[Stored rows]
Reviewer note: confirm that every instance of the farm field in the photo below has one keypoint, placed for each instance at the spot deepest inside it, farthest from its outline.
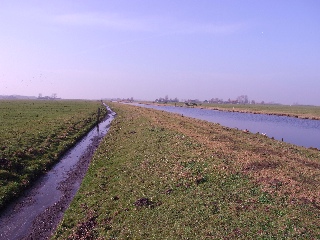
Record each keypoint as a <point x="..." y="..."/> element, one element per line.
<point x="34" y="134"/>
<point x="299" y="111"/>
<point x="158" y="175"/>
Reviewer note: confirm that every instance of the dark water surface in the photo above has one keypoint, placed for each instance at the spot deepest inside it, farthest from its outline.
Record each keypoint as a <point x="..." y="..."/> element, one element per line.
<point x="301" y="132"/>
<point x="17" y="220"/>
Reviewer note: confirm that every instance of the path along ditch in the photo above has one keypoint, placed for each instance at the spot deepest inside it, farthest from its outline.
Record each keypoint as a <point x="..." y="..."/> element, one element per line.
<point x="301" y="132"/>
<point x="37" y="213"/>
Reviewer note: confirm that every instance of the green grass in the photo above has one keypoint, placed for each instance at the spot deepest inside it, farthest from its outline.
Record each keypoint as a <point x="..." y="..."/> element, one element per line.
<point x="299" y="111"/>
<point x="34" y="134"/>
<point x="163" y="176"/>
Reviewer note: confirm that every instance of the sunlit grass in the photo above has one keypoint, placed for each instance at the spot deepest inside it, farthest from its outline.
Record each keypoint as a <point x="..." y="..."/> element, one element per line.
<point x="34" y="134"/>
<point x="163" y="176"/>
<point x="299" y="111"/>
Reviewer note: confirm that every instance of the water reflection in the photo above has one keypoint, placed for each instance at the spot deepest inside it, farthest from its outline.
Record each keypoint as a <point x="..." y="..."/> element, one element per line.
<point x="302" y="132"/>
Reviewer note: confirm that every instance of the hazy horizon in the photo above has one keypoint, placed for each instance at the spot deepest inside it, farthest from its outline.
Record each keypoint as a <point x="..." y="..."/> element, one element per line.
<point x="267" y="50"/>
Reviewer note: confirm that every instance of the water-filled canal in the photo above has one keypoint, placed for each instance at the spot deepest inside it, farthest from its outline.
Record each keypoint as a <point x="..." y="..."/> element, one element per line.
<point x="302" y="132"/>
<point x="27" y="218"/>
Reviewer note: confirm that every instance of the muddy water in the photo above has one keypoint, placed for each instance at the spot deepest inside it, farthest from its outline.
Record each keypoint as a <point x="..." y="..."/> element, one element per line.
<point x="36" y="214"/>
<point x="301" y="132"/>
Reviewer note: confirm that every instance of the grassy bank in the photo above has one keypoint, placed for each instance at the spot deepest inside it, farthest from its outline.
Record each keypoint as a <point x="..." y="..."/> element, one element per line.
<point x="298" y="111"/>
<point x="34" y="134"/>
<point x="158" y="175"/>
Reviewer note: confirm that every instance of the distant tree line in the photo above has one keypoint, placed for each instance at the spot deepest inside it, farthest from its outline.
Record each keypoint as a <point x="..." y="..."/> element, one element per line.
<point x="242" y="99"/>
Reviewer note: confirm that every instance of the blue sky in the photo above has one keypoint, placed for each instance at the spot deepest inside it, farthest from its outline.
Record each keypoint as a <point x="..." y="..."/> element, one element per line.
<point x="268" y="50"/>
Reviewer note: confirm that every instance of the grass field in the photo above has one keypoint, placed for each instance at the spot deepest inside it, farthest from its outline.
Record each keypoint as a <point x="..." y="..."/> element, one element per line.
<point x="158" y="175"/>
<point x="34" y="134"/>
<point x="299" y="111"/>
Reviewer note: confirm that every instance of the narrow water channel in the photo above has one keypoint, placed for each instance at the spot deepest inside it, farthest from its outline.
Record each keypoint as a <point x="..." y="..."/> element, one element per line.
<point x="301" y="132"/>
<point x="36" y="214"/>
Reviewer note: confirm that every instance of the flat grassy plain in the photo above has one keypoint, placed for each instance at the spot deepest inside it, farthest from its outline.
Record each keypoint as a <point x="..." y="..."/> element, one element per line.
<point x="298" y="111"/>
<point x="34" y="134"/>
<point x="158" y="175"/>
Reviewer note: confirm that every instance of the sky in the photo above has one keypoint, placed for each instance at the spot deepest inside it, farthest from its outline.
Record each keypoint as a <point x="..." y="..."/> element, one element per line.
<point x="146" y="49"/>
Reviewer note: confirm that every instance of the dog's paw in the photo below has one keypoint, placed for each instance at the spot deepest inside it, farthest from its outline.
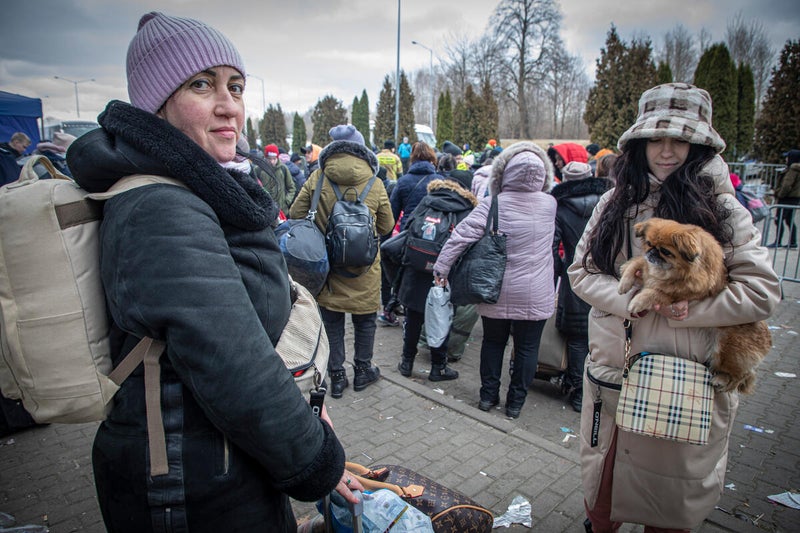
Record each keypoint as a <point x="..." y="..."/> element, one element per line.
<point x="722" y="382"/>
<point x="639" y="304"/>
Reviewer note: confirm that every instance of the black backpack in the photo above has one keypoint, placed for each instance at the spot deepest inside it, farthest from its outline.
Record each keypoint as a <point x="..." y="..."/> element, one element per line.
<point x="350" y="236"/>
<point x="427" y="233"/>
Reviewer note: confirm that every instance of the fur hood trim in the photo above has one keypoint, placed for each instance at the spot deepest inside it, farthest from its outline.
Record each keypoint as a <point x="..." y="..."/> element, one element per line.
<point x="349" y="147"/>
<point x="502" y="159"/>
<point x="440" y="184"/>
<point x="581" y="187"/>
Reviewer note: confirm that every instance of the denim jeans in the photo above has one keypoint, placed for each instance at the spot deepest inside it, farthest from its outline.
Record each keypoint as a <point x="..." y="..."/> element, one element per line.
<point x="363" y="331"/>
<point x="411" y="332"/>
<point x="526" y="335"/>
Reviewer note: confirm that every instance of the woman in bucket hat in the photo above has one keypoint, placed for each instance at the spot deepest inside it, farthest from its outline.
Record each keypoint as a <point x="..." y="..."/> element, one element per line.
<point x="669" y="168"/>
<point x="197" y="266"/>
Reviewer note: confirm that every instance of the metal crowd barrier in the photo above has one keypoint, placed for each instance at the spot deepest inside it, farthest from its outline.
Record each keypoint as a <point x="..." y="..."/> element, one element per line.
<point x="785" y="260"/>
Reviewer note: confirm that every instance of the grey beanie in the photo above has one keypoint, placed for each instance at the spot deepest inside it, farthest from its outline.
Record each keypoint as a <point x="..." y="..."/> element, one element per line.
<point x="166" y="51"/>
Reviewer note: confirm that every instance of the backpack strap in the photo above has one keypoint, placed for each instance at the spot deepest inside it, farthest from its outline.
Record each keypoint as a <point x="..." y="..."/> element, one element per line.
<point x="312" y="209"/>
<point x="148" y="351"/>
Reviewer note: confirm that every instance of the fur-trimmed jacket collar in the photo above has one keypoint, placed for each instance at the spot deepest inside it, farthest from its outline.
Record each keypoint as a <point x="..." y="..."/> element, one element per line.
<point x="582" y="187"/>
<point x="132" y="141"/>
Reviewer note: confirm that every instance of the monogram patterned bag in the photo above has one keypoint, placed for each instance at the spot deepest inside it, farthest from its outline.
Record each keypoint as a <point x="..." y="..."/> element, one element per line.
<point x="665" y="396"/>
<point x="449" y="510"/>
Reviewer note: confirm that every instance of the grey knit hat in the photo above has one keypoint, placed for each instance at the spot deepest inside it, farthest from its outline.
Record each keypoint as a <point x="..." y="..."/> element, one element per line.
<point x="575" y="170"/>
<point x="676" y="110"/>
<point x="166" y="51"/>
<point x="346" y="132"/>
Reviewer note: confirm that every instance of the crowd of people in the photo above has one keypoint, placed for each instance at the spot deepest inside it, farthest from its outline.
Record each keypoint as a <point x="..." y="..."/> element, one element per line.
<point x="199" y="267"/>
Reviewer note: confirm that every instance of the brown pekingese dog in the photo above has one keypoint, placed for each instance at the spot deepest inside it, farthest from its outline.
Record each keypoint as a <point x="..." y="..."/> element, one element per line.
<point x="685" y="262"/>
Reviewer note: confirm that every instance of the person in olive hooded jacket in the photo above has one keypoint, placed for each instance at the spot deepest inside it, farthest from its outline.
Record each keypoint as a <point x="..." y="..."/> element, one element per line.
<point x="350" y="164"/>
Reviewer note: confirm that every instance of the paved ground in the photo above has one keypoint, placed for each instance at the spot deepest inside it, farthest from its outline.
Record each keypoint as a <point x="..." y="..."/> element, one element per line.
<point x="45" y="473"/>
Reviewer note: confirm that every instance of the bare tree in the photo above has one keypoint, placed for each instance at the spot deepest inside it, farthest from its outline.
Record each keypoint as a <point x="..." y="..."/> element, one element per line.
<point x="564" y="89"/>
<point x="705" y="40"/>
<point x="749" y="45"/>
<point x="526" y="30"/>
<point x="680" y="53"/>
<point x="457" y="68"/>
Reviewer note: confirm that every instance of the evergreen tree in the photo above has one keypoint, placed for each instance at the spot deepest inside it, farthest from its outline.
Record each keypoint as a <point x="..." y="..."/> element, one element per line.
<point x="745" y="116"/>
<point x="663" y="73"/>
<point x="273" y="127"/>
<point x="460" y="126"/>
<point x="299" y="135"/>
<point x="362" y="124"/>
<point x="623" y="74"/>
<point x="328" y="112"/>
<point x="444" y="118"/>
<point x="716" y="73"/>
<point x="360" y="115"/>
<point x="778" y="127"/>
<point x="407" y="121"/>
<point x="251" y="133"/>
<point x="473" y="115"/>
<point x="384" y="113"/>
<point x="489" y="117"/>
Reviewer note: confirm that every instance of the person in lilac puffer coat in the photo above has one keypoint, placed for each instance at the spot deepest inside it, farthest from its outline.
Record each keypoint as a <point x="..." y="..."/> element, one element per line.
<point x="521" y="177"/>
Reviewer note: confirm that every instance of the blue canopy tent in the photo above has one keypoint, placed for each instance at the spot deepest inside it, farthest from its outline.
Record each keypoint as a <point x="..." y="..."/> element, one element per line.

[What the task asks] Repeat exactly the lines from the one containing "Reviewer note: confirm that every instance of the paved" through the last line of the records above, both included, and nothing else.

[Answer to the exercise]
Reviewer note: confirm that every instance of the paved ground in the photo above has one keypoint, placed for each instance at the spot deepest inside it, farthest from its outline.
Record each keypoint as a <point x="..." y="..."/> element, one element per line.
<point x="45" y="473"/>
Reviewer note: confirm that every instance of the bare tree in the photo above has one keypoint, placed for each instance at the spot deepest inside it, farthest from its outline.
Record each keypoint as a <point x="..." y="..."/> element, one element per line.
<point x="564" y="89"/>
<point x="705" y="40"/>
<point x="749" y="45"/>
<point x="526" y="30"/>
<point x="680" y="53"/>
<point x="457" y="68"/>
Reviewer note: confirm that every instance of the evergreen tree in the photo above has one keypoint, placed for each instance at the spot deepest inside it, farthest from its outline.
Record each keypoint as a <point x="..." y="..."/> element, one element per line.
<point x="745" y="116"/>
<point x="663" y="73"/>
<point x="273" y="127"/>
<point x="460" y="126"/>
<point x="299" y="135"/>
<point x="362" y="124"/>
<point x="623" y="74"/>
<point x="328" y="112"/>
<point x="444" y="118"/>
<point x="716" y="73"/>
<point x="360" y="115"/>
<point x="778" y="127"/>
<point x="407" y="121"/>
<point x="251" y="133"/>
<point x="473" y="115"/>
<point x="384" y="113"/>
<point x="489" y="117"/>
Reviewer note: confirm that every instance of the person in lilac puffer coat in the photo above has one keypoint, placed for each instance at the spot deepest inside it, farthest from its outline.
Record each keypoint as a <point x="..." y="..."/> element, one element per line.
<point x="521" y="177"/>
Reviewer note: confirm that every instance of the blue canopy tent in the photo above has one keypoint, placed for each instance at the spot deepest inside it, farthest from its outline.
Record each keypoint as a <point x="..." y="..."/> element, one element per line.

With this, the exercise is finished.